--- MATERIALS PROVIDED ---
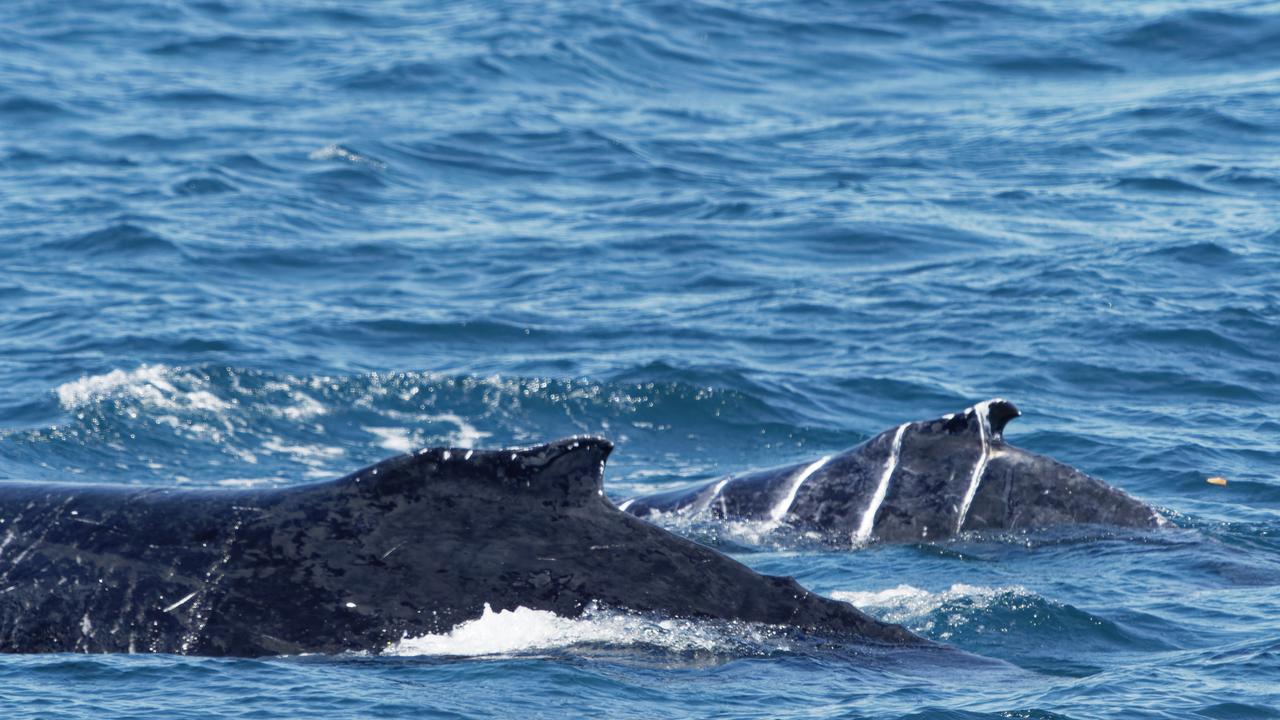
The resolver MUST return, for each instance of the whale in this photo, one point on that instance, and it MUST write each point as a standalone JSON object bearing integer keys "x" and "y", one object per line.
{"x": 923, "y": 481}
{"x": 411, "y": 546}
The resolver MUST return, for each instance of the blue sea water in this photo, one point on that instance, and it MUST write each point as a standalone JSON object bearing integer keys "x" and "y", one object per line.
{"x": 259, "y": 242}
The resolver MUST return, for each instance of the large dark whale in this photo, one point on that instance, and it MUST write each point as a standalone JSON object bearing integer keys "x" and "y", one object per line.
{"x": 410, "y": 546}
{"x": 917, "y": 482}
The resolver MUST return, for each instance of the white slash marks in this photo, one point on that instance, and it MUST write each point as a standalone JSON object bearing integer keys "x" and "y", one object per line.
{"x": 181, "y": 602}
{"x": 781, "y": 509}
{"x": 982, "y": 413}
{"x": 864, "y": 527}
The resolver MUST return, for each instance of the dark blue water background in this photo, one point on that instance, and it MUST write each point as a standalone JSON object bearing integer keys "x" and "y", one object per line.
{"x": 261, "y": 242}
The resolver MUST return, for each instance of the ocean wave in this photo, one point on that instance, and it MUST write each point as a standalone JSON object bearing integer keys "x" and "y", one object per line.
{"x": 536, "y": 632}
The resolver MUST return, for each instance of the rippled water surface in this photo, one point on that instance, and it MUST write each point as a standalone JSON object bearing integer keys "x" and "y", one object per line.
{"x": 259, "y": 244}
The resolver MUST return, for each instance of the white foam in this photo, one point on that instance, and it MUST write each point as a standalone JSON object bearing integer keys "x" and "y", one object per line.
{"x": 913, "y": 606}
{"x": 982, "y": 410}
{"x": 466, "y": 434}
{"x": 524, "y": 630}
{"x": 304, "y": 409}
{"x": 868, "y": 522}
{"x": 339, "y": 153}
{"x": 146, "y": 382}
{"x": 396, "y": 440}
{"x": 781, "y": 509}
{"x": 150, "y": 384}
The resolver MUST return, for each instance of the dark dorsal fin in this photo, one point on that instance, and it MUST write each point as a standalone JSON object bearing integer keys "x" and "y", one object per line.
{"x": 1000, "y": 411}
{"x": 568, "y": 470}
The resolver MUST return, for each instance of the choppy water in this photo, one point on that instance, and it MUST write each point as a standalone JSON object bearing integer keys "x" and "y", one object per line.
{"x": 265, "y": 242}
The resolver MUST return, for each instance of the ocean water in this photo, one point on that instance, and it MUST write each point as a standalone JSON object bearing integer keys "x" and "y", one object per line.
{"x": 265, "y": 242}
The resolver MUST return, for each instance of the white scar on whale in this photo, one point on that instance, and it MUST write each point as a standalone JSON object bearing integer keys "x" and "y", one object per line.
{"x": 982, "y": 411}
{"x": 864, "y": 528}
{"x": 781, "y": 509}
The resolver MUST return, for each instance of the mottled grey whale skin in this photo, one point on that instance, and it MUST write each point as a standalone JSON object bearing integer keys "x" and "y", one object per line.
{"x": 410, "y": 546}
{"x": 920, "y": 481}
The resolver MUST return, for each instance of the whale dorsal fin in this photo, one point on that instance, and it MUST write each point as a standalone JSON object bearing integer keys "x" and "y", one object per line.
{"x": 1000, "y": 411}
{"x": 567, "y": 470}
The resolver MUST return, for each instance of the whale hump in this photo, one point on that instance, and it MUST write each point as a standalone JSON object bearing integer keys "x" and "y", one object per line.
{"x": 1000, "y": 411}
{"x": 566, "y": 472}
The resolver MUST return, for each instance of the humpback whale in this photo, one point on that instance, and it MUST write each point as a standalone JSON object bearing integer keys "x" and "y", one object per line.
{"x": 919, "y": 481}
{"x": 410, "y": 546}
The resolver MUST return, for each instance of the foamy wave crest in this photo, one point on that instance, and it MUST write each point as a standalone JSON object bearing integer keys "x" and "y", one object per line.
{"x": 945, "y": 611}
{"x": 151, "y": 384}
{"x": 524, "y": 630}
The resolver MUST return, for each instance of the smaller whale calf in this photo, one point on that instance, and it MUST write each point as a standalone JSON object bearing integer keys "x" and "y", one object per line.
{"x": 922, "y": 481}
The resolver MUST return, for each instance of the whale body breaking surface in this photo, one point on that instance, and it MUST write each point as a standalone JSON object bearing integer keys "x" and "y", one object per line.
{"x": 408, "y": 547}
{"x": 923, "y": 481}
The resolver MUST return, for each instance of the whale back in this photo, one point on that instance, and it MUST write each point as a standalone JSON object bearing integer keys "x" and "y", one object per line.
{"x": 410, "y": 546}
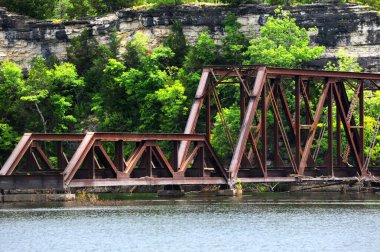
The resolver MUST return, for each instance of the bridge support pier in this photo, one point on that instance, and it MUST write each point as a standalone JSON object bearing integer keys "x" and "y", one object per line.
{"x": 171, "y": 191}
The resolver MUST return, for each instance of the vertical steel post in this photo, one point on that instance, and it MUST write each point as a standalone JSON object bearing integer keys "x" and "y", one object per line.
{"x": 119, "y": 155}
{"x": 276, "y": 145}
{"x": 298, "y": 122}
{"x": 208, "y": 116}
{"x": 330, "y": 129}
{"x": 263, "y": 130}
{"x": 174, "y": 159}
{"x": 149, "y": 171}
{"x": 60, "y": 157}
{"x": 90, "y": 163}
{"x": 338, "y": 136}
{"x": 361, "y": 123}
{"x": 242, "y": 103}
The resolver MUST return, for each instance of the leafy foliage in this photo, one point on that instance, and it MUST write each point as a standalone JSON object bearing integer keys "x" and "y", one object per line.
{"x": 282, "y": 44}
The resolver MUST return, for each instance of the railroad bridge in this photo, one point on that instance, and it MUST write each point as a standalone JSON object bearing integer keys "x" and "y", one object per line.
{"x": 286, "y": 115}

==

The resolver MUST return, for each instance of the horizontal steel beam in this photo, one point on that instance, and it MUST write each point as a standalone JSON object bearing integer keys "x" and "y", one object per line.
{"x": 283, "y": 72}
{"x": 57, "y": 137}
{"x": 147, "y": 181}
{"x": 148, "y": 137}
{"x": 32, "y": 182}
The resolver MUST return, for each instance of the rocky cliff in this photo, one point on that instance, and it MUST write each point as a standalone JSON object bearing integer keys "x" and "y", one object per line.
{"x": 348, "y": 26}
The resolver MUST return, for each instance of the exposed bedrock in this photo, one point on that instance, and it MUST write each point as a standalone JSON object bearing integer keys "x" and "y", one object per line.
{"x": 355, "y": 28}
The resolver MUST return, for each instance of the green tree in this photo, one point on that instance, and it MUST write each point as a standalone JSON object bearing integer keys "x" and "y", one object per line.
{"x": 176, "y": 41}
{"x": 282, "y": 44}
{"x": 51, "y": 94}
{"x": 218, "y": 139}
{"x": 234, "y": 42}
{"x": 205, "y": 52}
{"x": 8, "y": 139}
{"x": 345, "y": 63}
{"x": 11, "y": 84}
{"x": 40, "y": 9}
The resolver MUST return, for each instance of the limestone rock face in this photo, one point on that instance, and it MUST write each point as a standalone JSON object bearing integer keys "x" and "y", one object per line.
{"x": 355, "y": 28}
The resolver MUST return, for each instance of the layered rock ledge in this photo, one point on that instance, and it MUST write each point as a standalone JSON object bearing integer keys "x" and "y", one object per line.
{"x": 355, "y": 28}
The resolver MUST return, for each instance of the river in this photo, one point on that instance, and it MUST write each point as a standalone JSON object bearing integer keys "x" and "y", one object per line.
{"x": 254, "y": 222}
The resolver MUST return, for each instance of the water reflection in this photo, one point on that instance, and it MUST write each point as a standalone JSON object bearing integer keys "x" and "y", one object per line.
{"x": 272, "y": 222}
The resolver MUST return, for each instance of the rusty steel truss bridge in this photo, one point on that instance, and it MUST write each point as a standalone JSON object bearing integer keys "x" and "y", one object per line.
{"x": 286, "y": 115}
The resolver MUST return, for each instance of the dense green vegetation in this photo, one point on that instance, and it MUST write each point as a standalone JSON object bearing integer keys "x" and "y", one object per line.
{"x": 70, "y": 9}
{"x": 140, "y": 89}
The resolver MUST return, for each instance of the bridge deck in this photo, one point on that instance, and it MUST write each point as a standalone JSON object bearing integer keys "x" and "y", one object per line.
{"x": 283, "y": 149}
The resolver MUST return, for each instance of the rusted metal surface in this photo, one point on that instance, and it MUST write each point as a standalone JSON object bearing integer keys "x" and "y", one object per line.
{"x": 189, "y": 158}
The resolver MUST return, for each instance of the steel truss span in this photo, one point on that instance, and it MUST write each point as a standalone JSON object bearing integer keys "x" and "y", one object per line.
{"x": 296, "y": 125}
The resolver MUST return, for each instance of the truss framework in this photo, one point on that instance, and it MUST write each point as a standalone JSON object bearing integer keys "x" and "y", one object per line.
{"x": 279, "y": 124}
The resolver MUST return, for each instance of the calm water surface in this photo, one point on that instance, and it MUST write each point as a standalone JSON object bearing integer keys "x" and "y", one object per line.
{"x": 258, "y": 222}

--- DIRECTIONS FOR THIS TASK ---
Extract, in their original order, all lines of the items above that contain the word "dark".

--- ANSWER IN FULL ---
The resolver MUST return, for each instance of the large dark whale in this photo, one point on that instance, and it MUST write each point as a standalone JSON object bearing integer keys "x" and "y", one object per line.
The resolver MUST return, for each instance of the dark blue water background in this photo, one point on that instance, and it MUST write each point as a standalone JSON object bearing integer keys "x" and "y", one object per line.
The resolver MUST return, for each instance of the dark dorsal fin in this photo, one point on that instance, and it MUST write each point as a standalone JSON object bearing integer keys "x" and "y", one object per line.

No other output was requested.